Problems
1 – In the passage on Algerian dialect opinion analysis, retype everything from "It differs from" up to and including "have touched it.".
2 – Translate this sentence from the passage on Algerian dialect opinion analysis into Spanish: "We use Deep Learning techniques in particular, as the latter have given remarkable results in the English language."
3 – The passage on Algerian dialect opinion analysis spells out some abbreviations in parentheses. List each of these abbreviations together with its full form.

Document segment
Among the most recorded Arabic dialects, we find the Algerian dialect.

Our problematic is interested in the task of opinion analysis in texts in Arabic language and more precisely in Algerian dialect. This task is difficult; due to the originality of the subject, the lack of research works and learning corpus the Arabic language complexity and its lexico-syntactic-semantic ambiguities. The Algerian dialect is distinguished by the lack of standard and resources.

It differs from classical Arabic in linguistic representation (phonological and morphological), lexicon and syntactic representation. All these aspects make NLP tools that have been developed for AALP (Automatic Arabic Language Processing) powerless in front of such a dialect.

However, we found that most of the work done is based on the Egyptian and Tunisian dialects. As far as the Algerian dialect is concerned, very few works have touched it.

The works that have dealt with this dialect focus on the linguistic aspect in general, omitting the different possible writings within the social media.

In this study, we aim to explore the field of opinion analysis in Arabic texts and try to address the previous difficulties of the Algerian dialect  opinion analysis which has very little researches and studies, moreover, from a marketing perspective, automated analysis of customer feedback provides very important information, such as what makes customers happy or frustrated, that will help social media companies, business owners and advertisers make effective business decisions, strategies and goals across a range of industries. We use Deep Learning techniques in particular, as the latter have given remarkable results in the English language. We propose to use LSTM (Long Short Term Memory) and CNN (Convolutional Neural Network) as learning techniques and FastText as text representation methods. The results obtained are promising with 85% f-measure.

This article will be organized as follows: Section 1 gives an introduction; the 2nd section presents related works done in the field of Arabic text sentiment analysis. The methodology section describes our contribution, detailed description of the proposed approach and the used corpus The 4th section is dedicated to the results and the evaluation of the suggested model. At the end, we present the conclusion and the perspectives.

2. Related Works

In this section, we review the works done in the area of Arabic text sentiment analysis.

Entries provided
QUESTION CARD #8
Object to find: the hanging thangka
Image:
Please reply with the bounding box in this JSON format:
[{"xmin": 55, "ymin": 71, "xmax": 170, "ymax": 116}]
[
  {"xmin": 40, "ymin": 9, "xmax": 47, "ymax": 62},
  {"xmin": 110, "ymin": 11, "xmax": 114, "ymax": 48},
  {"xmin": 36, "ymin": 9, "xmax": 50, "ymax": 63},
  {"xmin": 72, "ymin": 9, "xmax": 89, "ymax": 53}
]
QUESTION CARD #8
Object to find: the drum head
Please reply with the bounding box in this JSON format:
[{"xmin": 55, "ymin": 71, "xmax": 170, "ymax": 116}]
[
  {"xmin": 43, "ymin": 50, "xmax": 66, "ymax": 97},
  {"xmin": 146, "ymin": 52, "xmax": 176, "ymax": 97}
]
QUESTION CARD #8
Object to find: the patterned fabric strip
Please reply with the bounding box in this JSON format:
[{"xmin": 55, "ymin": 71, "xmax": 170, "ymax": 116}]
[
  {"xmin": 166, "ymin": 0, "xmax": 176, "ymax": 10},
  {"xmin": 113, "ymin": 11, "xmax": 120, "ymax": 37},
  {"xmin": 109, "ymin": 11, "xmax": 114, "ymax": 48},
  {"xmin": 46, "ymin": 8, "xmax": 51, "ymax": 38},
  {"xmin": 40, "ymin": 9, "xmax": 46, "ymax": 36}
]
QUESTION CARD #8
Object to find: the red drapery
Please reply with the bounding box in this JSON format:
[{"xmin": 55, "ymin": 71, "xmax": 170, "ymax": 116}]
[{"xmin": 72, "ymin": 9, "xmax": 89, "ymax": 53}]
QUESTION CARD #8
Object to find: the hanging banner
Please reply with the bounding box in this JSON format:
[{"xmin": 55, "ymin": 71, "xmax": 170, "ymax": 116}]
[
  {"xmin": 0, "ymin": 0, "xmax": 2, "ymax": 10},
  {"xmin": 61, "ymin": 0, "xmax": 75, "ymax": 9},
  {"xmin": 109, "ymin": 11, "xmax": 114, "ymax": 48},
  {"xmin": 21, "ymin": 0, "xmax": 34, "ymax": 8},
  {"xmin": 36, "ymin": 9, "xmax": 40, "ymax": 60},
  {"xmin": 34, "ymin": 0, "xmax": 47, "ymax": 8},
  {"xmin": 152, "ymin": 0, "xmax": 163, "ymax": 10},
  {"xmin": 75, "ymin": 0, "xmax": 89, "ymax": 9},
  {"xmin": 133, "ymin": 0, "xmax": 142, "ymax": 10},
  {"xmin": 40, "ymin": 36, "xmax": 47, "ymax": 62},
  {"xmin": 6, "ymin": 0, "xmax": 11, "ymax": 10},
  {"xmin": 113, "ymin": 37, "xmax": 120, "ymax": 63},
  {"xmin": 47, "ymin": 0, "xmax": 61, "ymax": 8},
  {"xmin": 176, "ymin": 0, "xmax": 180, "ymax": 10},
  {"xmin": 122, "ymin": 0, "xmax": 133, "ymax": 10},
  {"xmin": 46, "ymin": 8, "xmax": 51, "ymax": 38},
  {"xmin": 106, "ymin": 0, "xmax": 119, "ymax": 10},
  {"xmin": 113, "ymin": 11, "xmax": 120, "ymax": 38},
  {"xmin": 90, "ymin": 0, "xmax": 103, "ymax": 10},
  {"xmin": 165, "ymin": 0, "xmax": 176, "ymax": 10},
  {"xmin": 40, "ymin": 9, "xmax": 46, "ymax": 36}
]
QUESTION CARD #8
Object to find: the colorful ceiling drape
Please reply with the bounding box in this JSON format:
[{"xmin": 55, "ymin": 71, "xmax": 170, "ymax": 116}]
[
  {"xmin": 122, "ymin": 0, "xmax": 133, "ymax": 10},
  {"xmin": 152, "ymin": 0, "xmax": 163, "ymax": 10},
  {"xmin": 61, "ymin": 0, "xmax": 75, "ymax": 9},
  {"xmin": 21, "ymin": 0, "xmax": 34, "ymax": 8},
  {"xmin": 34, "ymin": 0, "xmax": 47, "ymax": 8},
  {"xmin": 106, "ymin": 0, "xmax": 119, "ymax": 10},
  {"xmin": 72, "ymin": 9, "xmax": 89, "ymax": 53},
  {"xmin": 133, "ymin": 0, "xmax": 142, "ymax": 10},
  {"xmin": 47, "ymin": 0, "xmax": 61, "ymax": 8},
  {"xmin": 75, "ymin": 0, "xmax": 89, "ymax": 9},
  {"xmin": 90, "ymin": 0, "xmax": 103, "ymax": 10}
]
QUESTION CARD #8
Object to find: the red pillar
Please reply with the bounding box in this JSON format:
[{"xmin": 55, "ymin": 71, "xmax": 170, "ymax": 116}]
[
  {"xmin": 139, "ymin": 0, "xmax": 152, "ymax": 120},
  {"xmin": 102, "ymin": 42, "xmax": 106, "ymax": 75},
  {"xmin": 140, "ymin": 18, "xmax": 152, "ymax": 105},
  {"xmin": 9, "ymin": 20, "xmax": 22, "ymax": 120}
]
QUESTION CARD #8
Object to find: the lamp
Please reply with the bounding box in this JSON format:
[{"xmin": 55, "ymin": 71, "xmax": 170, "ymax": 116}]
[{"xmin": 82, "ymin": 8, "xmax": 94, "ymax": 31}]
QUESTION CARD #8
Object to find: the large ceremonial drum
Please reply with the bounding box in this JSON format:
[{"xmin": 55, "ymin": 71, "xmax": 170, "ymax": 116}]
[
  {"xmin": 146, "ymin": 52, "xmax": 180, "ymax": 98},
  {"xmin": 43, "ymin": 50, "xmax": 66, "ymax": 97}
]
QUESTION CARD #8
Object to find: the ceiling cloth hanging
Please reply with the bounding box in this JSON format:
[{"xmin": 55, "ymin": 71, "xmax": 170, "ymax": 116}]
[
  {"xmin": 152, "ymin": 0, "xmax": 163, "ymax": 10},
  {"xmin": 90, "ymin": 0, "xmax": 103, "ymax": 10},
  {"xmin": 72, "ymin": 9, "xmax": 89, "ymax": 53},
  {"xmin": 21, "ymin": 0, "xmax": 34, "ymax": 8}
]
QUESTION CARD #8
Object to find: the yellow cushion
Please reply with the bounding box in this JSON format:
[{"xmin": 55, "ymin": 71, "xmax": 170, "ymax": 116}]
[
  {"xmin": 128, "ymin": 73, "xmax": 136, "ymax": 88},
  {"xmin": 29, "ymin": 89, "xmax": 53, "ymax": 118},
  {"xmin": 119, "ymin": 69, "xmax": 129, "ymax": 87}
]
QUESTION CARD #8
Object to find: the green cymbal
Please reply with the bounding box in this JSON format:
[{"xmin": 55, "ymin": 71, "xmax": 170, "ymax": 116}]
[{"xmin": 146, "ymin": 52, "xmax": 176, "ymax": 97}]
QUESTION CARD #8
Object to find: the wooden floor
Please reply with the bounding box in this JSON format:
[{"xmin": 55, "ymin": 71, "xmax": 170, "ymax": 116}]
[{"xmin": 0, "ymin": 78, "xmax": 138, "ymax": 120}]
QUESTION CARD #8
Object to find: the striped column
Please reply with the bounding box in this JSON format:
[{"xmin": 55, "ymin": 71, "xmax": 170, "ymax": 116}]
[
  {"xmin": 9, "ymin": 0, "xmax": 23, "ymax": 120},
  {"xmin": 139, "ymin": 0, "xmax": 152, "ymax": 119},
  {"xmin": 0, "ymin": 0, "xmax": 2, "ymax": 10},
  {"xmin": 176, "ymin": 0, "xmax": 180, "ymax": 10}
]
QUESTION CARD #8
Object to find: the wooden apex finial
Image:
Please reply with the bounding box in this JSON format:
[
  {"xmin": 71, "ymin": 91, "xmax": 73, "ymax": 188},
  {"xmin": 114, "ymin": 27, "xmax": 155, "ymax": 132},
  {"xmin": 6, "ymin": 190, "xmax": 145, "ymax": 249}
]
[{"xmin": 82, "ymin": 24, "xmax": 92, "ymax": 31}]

Full answers
1 –
It differs from classical Arabic in linguistic representation (phonological and morphological), lexicon and syntactic representation. All these aspects make NLP tools that have been developed for AALP (Automatic Arabic Language Processing) powerless in front of such a dialect.

However, we found that most of the work done is based on the Egyptian and Tunisian dialects. As far as the Algerian dialect is concerned, very few works have touched it.

2 – Usamos en particular técnicas de aprendizaje profundo, ya que estas han dado resultados notables en el idioma inglés.

3 –
AALP (Automatic Arabic Language Processing)
LSTM (Long Short Term Memory)
CNN (Convolutional Neural Network)